**TASK INPUTS:**
:::::

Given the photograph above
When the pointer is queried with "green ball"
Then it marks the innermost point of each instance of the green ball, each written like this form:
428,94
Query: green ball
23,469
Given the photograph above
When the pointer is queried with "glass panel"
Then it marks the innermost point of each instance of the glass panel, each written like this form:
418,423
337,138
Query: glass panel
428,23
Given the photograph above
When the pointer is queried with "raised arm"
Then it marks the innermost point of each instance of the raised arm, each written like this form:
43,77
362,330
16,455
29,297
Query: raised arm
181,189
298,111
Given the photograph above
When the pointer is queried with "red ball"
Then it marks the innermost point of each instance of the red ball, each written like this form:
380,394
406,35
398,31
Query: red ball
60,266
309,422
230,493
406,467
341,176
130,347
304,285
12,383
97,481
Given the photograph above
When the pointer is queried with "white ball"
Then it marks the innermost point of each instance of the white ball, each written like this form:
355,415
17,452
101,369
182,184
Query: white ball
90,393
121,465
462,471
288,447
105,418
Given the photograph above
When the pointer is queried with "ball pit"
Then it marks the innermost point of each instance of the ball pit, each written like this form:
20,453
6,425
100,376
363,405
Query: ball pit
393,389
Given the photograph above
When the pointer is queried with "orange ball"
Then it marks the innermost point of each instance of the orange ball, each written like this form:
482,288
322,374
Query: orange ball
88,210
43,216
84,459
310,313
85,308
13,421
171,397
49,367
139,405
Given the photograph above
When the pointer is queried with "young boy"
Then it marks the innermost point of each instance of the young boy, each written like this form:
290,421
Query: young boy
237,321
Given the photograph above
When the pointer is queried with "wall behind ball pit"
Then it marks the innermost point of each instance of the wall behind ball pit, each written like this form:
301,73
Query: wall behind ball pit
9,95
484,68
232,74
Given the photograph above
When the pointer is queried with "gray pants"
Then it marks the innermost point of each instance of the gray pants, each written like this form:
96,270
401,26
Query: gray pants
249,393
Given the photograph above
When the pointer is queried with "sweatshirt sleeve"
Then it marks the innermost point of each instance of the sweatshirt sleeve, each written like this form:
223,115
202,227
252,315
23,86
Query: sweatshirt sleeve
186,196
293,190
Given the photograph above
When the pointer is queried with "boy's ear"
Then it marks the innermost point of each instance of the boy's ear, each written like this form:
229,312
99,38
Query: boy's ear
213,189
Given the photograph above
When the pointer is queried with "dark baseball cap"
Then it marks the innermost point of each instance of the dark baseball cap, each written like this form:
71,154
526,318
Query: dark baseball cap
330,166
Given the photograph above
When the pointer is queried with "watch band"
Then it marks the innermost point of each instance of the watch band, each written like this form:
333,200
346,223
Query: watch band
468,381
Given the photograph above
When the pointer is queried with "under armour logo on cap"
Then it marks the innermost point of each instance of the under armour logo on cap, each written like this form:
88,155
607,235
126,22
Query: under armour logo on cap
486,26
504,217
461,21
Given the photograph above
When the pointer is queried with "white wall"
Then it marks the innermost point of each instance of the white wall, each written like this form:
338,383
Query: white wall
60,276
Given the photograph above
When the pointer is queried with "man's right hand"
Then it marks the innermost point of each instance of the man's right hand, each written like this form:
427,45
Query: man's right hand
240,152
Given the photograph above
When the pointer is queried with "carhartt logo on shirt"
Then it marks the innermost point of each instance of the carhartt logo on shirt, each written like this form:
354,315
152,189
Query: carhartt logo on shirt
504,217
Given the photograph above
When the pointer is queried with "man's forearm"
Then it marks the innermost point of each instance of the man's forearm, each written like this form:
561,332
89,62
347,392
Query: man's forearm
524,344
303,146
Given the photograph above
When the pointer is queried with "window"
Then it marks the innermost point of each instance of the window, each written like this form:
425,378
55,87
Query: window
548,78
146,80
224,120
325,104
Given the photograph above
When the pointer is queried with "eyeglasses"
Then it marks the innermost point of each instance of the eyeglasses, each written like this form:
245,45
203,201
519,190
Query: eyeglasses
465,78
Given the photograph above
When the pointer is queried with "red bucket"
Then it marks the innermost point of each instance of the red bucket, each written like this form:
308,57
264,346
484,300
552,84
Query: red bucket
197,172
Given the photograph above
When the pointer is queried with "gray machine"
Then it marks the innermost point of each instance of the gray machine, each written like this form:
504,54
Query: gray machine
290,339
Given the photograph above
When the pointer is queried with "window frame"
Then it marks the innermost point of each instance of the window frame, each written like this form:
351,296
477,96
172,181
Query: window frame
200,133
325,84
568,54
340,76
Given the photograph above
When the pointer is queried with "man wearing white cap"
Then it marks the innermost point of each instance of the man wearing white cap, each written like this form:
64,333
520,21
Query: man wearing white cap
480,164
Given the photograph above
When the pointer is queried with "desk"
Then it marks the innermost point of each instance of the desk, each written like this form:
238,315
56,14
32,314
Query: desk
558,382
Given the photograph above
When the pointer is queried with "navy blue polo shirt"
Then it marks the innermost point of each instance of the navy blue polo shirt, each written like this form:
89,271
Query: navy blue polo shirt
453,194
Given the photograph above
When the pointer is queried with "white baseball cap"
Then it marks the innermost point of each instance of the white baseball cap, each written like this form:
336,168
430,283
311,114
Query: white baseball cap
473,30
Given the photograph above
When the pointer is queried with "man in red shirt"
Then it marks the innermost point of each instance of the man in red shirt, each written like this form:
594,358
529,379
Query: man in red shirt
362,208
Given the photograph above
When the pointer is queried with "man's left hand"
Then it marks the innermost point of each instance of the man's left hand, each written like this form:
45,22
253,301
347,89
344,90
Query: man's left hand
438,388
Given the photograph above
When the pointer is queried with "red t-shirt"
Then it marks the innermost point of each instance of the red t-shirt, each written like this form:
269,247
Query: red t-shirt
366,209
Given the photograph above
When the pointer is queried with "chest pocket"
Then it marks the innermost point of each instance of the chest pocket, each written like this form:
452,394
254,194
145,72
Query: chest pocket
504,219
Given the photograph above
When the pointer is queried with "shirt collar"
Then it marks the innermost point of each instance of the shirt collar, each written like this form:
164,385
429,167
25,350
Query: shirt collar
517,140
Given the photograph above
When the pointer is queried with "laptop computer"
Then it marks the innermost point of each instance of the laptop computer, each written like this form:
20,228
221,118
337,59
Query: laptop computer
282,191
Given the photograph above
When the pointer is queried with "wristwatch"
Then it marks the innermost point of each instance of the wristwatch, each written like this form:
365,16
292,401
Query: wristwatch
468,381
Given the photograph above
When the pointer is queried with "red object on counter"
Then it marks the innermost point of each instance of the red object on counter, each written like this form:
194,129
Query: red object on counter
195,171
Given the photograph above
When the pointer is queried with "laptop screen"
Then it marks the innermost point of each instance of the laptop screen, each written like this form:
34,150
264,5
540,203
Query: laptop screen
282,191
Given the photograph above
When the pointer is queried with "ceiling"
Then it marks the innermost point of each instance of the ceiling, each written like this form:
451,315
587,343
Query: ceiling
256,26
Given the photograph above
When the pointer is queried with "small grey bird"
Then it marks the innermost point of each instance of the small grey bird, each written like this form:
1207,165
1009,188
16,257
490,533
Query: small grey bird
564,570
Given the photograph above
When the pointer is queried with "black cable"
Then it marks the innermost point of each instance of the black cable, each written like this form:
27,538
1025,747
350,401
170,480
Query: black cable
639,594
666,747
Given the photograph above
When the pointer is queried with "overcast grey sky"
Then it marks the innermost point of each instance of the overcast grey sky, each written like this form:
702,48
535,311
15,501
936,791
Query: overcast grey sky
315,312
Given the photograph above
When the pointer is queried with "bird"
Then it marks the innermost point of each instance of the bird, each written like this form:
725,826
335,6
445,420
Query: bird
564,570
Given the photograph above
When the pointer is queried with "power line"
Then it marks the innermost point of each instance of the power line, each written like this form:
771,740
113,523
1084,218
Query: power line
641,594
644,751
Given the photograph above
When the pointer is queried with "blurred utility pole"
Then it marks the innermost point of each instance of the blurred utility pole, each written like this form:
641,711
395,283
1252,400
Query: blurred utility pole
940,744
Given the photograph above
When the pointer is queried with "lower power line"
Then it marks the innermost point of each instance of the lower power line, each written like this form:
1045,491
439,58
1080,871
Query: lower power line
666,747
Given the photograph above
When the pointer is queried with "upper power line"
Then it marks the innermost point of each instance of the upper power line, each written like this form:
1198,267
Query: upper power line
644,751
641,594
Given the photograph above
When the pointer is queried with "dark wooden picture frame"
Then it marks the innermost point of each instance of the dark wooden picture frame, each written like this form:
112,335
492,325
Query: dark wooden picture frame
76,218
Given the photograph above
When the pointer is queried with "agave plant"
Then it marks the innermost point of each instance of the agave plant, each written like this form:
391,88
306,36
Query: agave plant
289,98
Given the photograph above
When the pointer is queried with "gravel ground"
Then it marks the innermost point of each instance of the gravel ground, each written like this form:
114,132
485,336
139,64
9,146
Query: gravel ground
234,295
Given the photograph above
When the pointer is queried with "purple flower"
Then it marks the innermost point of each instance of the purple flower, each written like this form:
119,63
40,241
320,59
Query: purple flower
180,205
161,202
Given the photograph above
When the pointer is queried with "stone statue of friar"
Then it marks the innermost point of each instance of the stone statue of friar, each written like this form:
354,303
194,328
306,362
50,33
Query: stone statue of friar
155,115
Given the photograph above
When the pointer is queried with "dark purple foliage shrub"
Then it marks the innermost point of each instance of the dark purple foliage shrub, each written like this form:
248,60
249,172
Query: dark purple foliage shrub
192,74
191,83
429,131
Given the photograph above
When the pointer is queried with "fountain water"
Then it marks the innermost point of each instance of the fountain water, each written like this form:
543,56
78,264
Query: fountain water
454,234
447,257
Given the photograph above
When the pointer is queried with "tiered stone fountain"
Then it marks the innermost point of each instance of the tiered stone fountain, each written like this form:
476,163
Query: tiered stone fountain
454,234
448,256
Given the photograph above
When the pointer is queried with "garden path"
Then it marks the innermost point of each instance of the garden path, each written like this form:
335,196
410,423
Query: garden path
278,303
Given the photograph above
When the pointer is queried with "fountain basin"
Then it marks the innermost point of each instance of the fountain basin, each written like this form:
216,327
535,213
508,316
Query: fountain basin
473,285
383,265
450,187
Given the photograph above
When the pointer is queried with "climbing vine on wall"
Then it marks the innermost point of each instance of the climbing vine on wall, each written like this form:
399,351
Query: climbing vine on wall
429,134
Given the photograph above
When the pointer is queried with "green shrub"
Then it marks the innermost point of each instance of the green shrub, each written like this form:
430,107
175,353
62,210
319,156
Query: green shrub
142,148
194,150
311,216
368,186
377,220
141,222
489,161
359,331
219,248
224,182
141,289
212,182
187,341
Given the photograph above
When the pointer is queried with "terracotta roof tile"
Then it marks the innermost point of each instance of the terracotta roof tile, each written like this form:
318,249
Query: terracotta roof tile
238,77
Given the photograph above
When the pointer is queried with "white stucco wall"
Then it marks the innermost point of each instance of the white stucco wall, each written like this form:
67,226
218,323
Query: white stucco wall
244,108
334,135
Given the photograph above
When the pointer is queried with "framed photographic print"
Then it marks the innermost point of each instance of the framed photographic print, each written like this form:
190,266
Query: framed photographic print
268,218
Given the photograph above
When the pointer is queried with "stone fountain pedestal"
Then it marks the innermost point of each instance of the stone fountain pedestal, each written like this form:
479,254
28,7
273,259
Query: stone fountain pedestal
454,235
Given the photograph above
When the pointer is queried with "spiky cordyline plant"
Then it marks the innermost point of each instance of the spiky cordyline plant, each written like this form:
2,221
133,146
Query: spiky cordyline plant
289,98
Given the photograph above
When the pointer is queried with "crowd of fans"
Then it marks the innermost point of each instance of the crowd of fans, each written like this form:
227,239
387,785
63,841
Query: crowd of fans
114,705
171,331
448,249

:::::

**SET EXERCISE:** Find each line in the material above that contains the word "chest" and copy those lines.

**ANSWER IN FULL:**
When the pointer is queried with "chest pocket"
Then it marks the innermost point of each instance of the chest pocket, each written like this form:
Query: chest pocket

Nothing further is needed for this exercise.